Please give the listing again, word for word, with nothing left out.

--- START OF Extracted entries ---

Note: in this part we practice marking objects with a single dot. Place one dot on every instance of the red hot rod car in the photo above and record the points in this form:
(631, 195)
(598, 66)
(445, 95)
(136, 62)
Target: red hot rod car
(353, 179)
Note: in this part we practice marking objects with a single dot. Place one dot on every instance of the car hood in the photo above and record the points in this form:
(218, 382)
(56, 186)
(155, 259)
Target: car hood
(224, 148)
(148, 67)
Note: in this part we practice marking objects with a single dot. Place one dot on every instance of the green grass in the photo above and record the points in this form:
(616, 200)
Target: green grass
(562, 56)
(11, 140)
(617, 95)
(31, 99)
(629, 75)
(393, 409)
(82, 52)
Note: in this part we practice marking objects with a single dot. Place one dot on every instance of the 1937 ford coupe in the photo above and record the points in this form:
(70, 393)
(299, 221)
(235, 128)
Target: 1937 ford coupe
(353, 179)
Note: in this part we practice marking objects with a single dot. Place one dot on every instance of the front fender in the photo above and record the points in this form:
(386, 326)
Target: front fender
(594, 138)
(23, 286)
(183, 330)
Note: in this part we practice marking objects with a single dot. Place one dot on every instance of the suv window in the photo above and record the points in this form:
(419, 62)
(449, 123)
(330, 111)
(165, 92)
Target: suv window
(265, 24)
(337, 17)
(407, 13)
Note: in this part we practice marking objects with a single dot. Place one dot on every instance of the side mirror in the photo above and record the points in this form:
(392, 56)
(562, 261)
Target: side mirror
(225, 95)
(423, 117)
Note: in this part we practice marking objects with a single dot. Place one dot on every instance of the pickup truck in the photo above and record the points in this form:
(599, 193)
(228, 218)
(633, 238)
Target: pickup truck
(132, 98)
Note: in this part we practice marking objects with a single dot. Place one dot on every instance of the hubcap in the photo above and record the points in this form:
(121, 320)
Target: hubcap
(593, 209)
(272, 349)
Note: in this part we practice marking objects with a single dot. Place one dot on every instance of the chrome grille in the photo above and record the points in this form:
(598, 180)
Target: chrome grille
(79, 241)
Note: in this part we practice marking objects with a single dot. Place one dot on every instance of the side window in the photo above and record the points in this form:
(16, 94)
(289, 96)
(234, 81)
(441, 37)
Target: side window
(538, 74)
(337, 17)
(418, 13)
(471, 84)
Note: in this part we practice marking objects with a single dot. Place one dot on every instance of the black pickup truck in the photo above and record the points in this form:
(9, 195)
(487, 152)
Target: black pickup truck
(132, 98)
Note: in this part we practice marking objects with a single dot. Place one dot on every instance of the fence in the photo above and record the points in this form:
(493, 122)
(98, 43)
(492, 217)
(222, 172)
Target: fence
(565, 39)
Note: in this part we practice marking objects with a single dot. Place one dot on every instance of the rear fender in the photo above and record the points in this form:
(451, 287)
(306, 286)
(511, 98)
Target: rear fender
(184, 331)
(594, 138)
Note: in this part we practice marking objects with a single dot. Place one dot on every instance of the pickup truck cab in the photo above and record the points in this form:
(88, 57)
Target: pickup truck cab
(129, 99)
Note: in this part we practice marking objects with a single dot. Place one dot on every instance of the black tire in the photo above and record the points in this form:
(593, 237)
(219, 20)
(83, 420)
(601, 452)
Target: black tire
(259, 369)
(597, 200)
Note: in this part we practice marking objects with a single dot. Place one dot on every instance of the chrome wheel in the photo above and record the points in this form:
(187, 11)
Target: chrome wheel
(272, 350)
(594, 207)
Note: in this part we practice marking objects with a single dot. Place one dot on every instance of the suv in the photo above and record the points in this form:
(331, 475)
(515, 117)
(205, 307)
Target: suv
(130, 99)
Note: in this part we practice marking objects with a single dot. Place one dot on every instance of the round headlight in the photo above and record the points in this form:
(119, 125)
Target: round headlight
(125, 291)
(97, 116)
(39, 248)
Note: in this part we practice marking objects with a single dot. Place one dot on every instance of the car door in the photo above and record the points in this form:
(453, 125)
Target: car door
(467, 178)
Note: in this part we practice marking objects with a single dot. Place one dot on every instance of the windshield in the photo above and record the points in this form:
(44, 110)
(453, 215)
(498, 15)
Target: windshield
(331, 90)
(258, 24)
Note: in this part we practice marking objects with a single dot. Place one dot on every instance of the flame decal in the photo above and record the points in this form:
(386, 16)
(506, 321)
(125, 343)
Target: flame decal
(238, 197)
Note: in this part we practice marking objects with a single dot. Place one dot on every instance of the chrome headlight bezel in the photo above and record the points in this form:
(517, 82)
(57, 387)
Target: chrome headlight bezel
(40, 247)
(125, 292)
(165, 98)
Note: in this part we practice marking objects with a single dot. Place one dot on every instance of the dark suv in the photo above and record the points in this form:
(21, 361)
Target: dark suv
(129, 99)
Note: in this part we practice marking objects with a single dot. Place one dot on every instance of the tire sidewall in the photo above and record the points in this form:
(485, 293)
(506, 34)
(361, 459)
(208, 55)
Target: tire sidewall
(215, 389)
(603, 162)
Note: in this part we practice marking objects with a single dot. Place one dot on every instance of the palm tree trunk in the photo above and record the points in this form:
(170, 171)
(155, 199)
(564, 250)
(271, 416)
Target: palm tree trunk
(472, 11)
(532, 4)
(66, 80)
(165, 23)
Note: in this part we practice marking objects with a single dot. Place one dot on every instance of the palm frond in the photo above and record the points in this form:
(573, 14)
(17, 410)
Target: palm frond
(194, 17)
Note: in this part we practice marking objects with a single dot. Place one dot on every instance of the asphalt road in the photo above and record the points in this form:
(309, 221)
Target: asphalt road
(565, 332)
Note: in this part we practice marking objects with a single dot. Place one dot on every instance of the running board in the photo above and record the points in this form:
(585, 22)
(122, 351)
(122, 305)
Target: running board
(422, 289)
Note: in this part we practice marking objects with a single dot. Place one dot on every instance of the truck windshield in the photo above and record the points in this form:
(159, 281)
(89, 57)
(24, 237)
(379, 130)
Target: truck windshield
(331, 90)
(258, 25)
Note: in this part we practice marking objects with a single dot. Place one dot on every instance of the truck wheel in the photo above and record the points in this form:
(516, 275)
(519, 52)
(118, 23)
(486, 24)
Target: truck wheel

--- END OF Extracted entries ---

- **Correct answer**:
Note: in this part we practice marking objects with a single dot. Place one dot on every instance of the red hot rod car in the photo above and record the points in this form:
(631, 195)
(598, 66)
(445, 95)
(136, 62)
Target: red hot rod car
(353, 179)
Note: in this part we practice marking objects with a single dot. Place one dot on every instance of the car hood in the photo above and record the points in this form:
(218, 382)
(56, 186)
(155, 259)
Target: car hood
(224, 148)
(148, 67)
Note: in this part we practice marking objects with a single dot. Place one dot on every instance of the green grass in the photo above and record the points in this form:
(616, 200)
Target: green grass
(562, 56)
(11, 140)
(617, 95)
(31, 99)
(629, 75)
(393, 409)
(82, 52)
Note: in this part we practice marking objects with a single dot. Place one dot on every instance of the 1937 ford coupe in the photo above and record the points in this form:
(70, 393)
(299, 221)
(235, 128)
Target: 1937 ford coupe
(353, 179)
Note: in this part we practice marking objects with a single dot. Place one dot on every instance of the front fender in the photo above and record the points in this form:
(386, 326)
Target: front fender
(594, 138)
(23, 286)
(183, 330)
Note: in this part we practice marking objects with a single dot. Place one dot on every instance of the suv window in the photo above and record the points in this form:
(419, 62)
(449, 123)
(330, 111)
(165, 92)
Target: suv window
(265, 24)
(337, 17)
(407, 13)
Note: in this part we practice marking objects with a single dot. Place one dot on every instance of the side mirror in the photo above and record the points in this form:
(392, 56)
(562, 261)
Target: side mirror
(225, 95)
(423, 117)
Note: in this part we practice marking objects with a single dot. Place one dot on every instance of the pickup truck in the photo above and record the points in this form:
(599, 193)
(228, 218)
(633, 238)
Target: pickup truck
(132, 98)
Note: in this part we practice marking objects with a single dot. Place one dot on every instance of the hubcap in the photo above and record the points in this form:
(121, 320)
Target: hubcap
(593, 209)
(272, 349)
Note: in this part we practice marking objects with a single dot. Place one dot on every instance of the chrome grille in the photo above and record the points in this form:
(598, 180)
Target: chrome grille
(79, 241)
Note: in this part we practice marking objects with a single dot. Place one dot on every instance of the side window in the photo above and record the points in this form:
(16, 94)
(289, 96)
(234, 81)
(441, 37)
Target: side window
(538, 74)
(337, 17)
(418, 13)
(471, 84)
Note: in this part we practice marking objects with a single dot. Place one dot on every instance of the black pickup truck in the photo above and record the points in this form:
(9, 195)
(487, 152)
Target: black pickup truck
(132, 98)
Note: in this part we practice marking objects with a single dot. Place one dot on every instance of the fence in the photo above and record the points in this form:
(493, 122)
(98, 43)
(492, 217)
(222, 172)
Target: fence
(565, 39)
Note: in this part we practice marking objects with a single dot. Place one dot on every instance of the rear fender in the photo above and record the points in this form:
(451, 287)
(306, 286)
(511, 98)
Target: rear fender
(184, 331)
(594, 138)
Note: in this part we practice marking objects with a single dot. Place one dot on every instance of the pickup truck cab in the photo above and record the points in this form:
(88, 57)
Target: pickup truck cab
(129, 99)
Note: in this part we practice marking objects with a single dot. Place one dot on every instance of the black tire in the photo above and record the points in this form:
(593, 237)
(219, 20)
(83, 420)
(601, 452)
Target: black tire
(259, 369)
(597, 200)
Note: in this part we practice marking objects with a single dot. Place one dot on every instance of the chrome wheel in the photo above and record the points in this form:
(187, 11)
Target: chrome wheel
(272, 350)
(594, 207)
Note: in this part we practice marking objects with a single dot. Place one dot on every instance of the suv in the photo above and record the points in this form:
(331, 475)
(515, 117)
(205, 307)
Target: suv
(130, 99)
Note: in this part we practice marking objects with a single dot. Place one dot on every instance of the round headlight in the photo above and record the points in this form:
(119, 125)
Target: round headlight
(125, 291)
(97, 116)
(39, 248)
Note: in this part we practice marking objects with a single dot. Place one dot on every instance of the car door in the photo above and record the points in this form:
(453, 125)
Target: car door
(467, 178)
Note: in this part we practice marking objects with a single dot. Place one dot on every instance of the windshield in the photo above and record the points in this form:
(44, 110)
(453, 215)
(498, 15)
Target: windshield
(331, 90)
(258, 24)
Note: in this part we practice marking objects with a single dot. Place one dot on every instance of the flame decal in the photo above and record the points in this form:
(386, 16)
(506, 321)
(125, 343)
Target: flame decal
(238, 197)
Note: in this part we practice marking objects with a single dot. Place one dot on every instance of the chrome headlight bezel in the photo above and record the points in this form:
(517, 82)
(57, 387)
Target: chrome headlight bezel
(40, 247)
(125, 292)
(165, 98)
Note: in this part we practice marking objects with a single dot. Place one dot on every instance of the dark suv in the photo above and record the points in this form:
(21, 361)
Target: dark suv
(129, 99)
Note: in this part we practice marking objects with a single dot. Place one dot on every instance of the tire sidewall in the photo above and record the points in this form:
(485, 293)
(506, 34)
(361, 459)
(208, 55)
Target: tire sidewall
(215, 389)
(603, 162)
Note: in this part we practice marking objects with a single dot. Place one dot on every instance of the palm tree trunk in the photo above and record the points in this form:
(170, 171)
(155, 199)
(564, 250)
(271, 416)
Target: palm tree trunk
(472, 11)
(532, 4)
(66, 80)
(165, 23)
Note: in this part we practice marking objects with a single dot. Place one dot on every instance of the palm frond in the photo above and record the points in this form:
(573, 14)
(17, 410)
Target: palm frond
(194, 17)
Note: in this part we practice marking objects with a single dot. Place one dot on every instance of the asphalt road in the photo above and record the points in this form:
(309, 221)
Target: asphalt road
(565, 332)
Note: in this part we practice marking objects with a single dot. Place one dot on every instance of the running board in the photo above and record the points in this form:
(585, 22)
(122, 351)
(122, 305)
Target: running board
(422, 289)
Note: in this part we practice marking objects with a single dot. Place one dot on every instance of the truck windshield in the photo above and record the points in this form:
(159, 281)
(89, 57)
(24, 237)
(379, 130)
Target: truck windshield
(331, 90)
(258, 25)
Note: in this part we practice marking objects with a single dot. Place one dot on every instance of the truck wheel in the photo above and record the points in this form:
(516, 275)
(519, 52)
(118, 23)
(486, 24)
Target: truck wheel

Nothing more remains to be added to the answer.